VORLIEGENDER TEXT:
Gelsenkirchen. Sie war wichtiger für Gelsenkirchens Geschichte als man denken mag: 1896 verband die erste Straßenbahnlinie das Zentrum mit der Braubauerschaft.

Es mag auf den ersten Blick ein reines Liebhaberthema sein, das das neue Heft des Heimatbunds Gelsenkirchen behandelt: „Straßenbahnen im Gelsenkirchener Stadtbild von 1895 bis 1914“. Verfasst hat es Ludwig Schönefeld, ein gebürtiger Gelsenkirchener, den es beruflich in die Schweiz verschlagen hat. Seit mehr als 40 Jahren befasst sich der Kommunikationsexperte mit der Geschichte des öffentlichen Nahverkehrs im Ruhrgebiet, vor allem im Bereich der Bogestra, also in Gelsenkirchen, Bochum, Wattenscheid und Herne-Wanne-Eickel. Aber es geht ihm nicht in erster Linie um die Gefährte im Wandel der Zeit, sondern um die Bedeutung des Nahverkehrs für die Stadtentwicklung.

Zeilen zur Positionsbestimmung
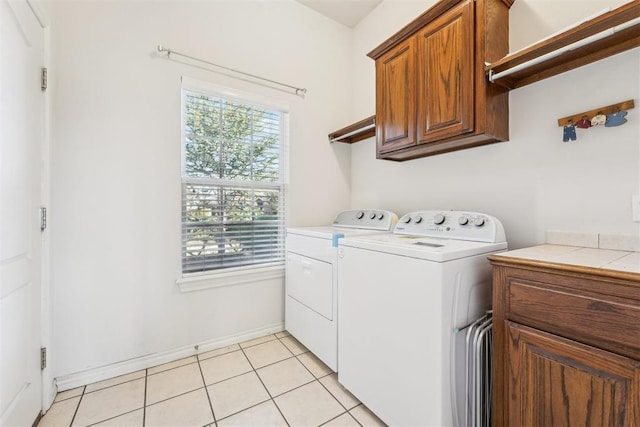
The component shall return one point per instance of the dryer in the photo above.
(311, 278)
(405, 299)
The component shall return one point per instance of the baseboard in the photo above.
(67, 382)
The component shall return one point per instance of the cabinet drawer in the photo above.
(610, 324)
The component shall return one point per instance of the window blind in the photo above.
(232, 183)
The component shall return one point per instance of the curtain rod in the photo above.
(298, 91)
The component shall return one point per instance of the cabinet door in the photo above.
(557, 382)
(445, 76)
(395, 98)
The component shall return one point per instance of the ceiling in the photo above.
(347, 12)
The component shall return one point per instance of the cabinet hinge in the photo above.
(43, 358)
(43, 218)
(43, 82)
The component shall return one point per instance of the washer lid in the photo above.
(426, 248)
(328, 232)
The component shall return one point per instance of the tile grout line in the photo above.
(263, 384)
(206, 390)
(346, 410)
(77, 407)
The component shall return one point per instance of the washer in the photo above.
(311, 278)
(404, 299)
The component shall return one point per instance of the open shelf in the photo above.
(605, 35)
(355, 132)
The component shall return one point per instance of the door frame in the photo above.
(49, 388)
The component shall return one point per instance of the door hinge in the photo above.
(43, 358)
(43, 218)
(43, 82)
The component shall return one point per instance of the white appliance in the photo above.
(405, 301)
(311, 278)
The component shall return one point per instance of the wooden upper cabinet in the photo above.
(445, 76)
(432, 94)
(395, 107)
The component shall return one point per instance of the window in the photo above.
(232, 182)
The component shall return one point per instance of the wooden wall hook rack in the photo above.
(609, 109)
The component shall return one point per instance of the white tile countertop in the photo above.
(579, 256)
(591, 250)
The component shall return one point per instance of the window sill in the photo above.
(229, 277)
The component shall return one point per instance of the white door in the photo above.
(21, 133)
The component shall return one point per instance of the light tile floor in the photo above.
(269, 381)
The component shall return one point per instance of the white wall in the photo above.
(534, 182)
(115, 214)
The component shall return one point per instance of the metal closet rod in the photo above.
(298, 90)
(588, 40)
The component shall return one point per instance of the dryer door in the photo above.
(310, 282)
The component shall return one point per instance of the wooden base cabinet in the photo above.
(566, 346)
(432, 94)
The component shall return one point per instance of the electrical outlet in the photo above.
(635, 208)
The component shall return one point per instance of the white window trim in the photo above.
(230, 277)
(192, 282)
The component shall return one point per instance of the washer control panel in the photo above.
(366, 219)
(459, 225)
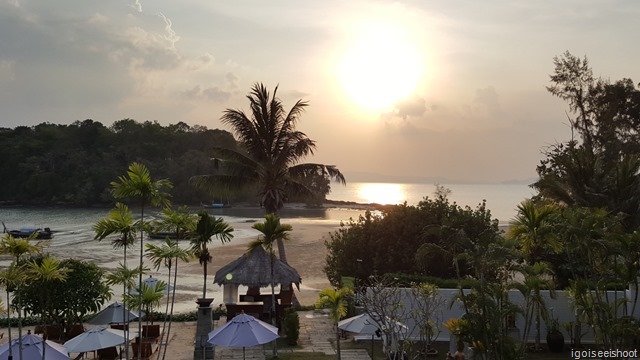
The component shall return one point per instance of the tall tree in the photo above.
(208, 226)
(168, 254)
(18, 248)
(599, 168)
(119, 222)
(336, 300)
(272, 231)
(11, 278)
(138, 186)
(41, 272)
(270, 155)
(533, 229)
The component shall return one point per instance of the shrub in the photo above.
(292, 326)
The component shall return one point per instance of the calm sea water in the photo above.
(73, 237)
(502, 199)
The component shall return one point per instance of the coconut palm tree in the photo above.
(270, 155)
(150, 299)
(119, 222)
(272, 231)
(10, 278)
(138, 186)
(533, 229)
(49, 269)
(207, 227)
(336, 300)
(17, 248)
(537, 277)
(169, 254)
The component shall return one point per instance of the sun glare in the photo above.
(380, 66)
(382, 193)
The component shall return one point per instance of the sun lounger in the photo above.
(148, 348)
(108, 353)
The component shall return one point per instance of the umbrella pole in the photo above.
(372, 346)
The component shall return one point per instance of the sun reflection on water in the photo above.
(382, 193)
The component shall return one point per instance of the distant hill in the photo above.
(357, 176)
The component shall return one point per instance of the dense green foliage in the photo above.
(83, 291)
(269, 160)
(422, 239)
(291, 326)
(73, 164)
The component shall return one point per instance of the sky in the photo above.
(413, 89)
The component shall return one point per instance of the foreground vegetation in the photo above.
(580, 233)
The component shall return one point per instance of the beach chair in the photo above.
(148, 348)
(151, 332)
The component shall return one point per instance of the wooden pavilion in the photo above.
(253, 269)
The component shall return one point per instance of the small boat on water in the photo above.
(161, 235)
(215, 205)
(42, 234)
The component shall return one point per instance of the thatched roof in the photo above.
(254, 269)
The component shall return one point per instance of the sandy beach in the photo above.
(306, 252)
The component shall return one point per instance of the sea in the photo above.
(74, 236)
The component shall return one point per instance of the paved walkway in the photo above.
(315, 331)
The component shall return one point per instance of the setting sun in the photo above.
(380, 66)
(382, 193)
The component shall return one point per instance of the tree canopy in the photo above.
(73, 164)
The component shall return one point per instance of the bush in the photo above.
(291, 326)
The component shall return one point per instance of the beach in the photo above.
(306, 252)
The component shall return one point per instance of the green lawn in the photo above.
(287, 352)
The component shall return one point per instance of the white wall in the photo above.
(561, 307)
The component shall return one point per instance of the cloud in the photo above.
(7, 71)
(212, 93)
(136, 6)
(411, 108)
(232, 80)
(487, 99)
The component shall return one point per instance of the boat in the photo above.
(42, 234)
(215, 205)
(161, 235)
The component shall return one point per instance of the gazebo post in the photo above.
(202, 349)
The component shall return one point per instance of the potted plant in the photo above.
(459, 329)
(218, 312)
(555, 339)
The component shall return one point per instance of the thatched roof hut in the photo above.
(254, 269)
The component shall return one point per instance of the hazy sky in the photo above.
(451, 89)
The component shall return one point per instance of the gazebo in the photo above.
(253, 269)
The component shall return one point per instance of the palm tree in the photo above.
(149, 299)
(336, 300)
(17, 248)
(272, 231)
(536, 278)
(207, 227)
(271, 154)
(10, 279)
(533, 228)
(168, 254)
(138, 185)
(47, 270)
(120, 222)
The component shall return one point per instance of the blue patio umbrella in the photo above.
(242, 331)
(32, 348)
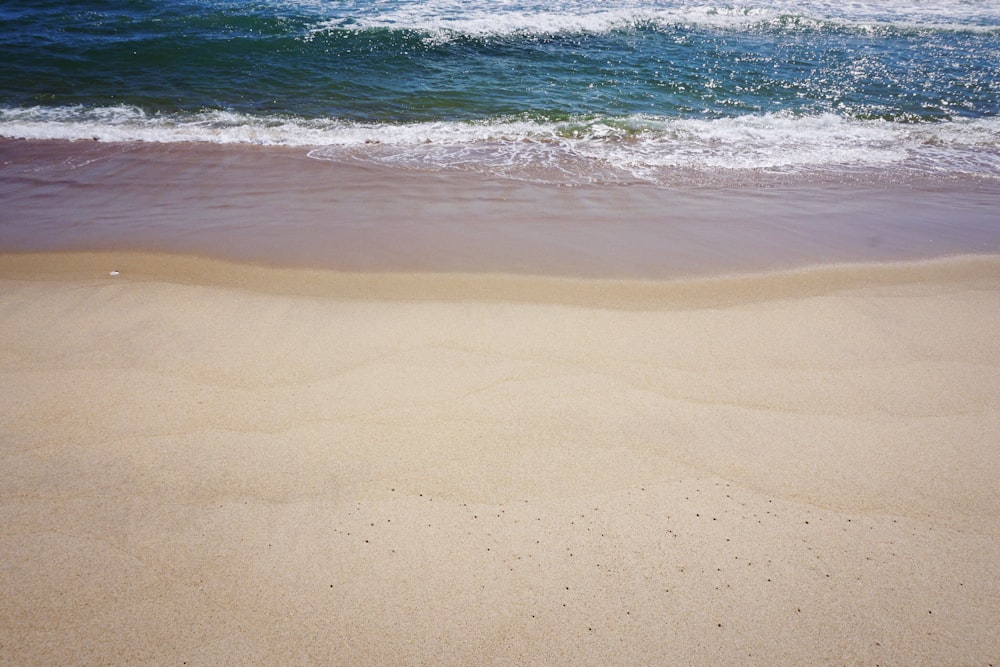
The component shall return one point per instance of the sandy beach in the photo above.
(219, 463)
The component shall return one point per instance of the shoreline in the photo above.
(716, 291)
(277, 206)
(218, 454)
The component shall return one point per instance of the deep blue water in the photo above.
(580, 90)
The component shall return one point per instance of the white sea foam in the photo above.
(622, 149)
(442, 20)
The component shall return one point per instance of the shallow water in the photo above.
(210, 200)
(575, 92)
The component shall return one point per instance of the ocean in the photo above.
(618, 91)
(622, 138)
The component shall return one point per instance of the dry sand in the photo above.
(213, 464)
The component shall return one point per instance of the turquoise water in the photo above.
(578, 91)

ARBEITSAUFTRAG 1:
Geben Sie an, was die erste Straßenbahnlinie laut dem Artikel über die Gelsenkirchener Straßenbahngeschichte im Jahr 1896 miteinander verband.
ARBEITSAUFTRAG 2:
Schreiben Sie aus dem Artikel über die Gelsenkirchener Straßenbahngeschichte alles von „Gelsenkirchen. Sie war“ bis hinunter zu „mit der Braubauerschaft.“ wortgetreu ab.

ERWARTETE ANTWORT 1:
Sie verband das Zentrum mit der Braubauerschaft.

ERWARTETE ANTWORT 2:
Gelsenkirchen. Sie war wichtiger für Gelsenkirchens Geschichte als man denken mag: 1896 verband die erste Straßenbahnlinie das Zentrum mit der Braubauerschaft.